[RECORDS FOR PROCESSING Boundary: Start]

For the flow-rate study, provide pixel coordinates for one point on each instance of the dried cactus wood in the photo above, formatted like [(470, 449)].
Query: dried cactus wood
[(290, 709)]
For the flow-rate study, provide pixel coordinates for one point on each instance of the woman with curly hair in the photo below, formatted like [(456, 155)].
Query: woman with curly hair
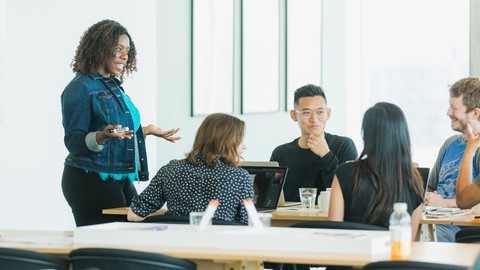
[(103, 133)]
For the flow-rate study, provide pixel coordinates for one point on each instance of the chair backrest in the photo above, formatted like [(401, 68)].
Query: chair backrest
[(171, 219), (11, 258), (410, 265), (468, 235), (326, 224), (122, 259)]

[RECORDS FOR PROCESSING Boundary: End]

The complete set of records should be written out again, pictures excluded.

● **EXERCISE RESPONSE**:
For the flow-rate study, provide pixel coordinates for one point on each instance of the dried cactus wood in the photo above, formatted like [(470, 449)].
Query: dried cactus wood
[(290, 709)]
For the flow-rate study, provide pixel coordinates for one point on each instance of the woman with curly hair in the photo below, formatted like [(456, 155)].
Query: woman with curly hair
[(103, 133)]
For the flow-rate study, provide pixel coordinates for one point on each instance of the chair backrest in the photo above, formatted like [(401, 68)].
Query: chair backrest
[(171, 219), (11, 258), (410, 265), (468, 235), (326, 224), (122, 259)]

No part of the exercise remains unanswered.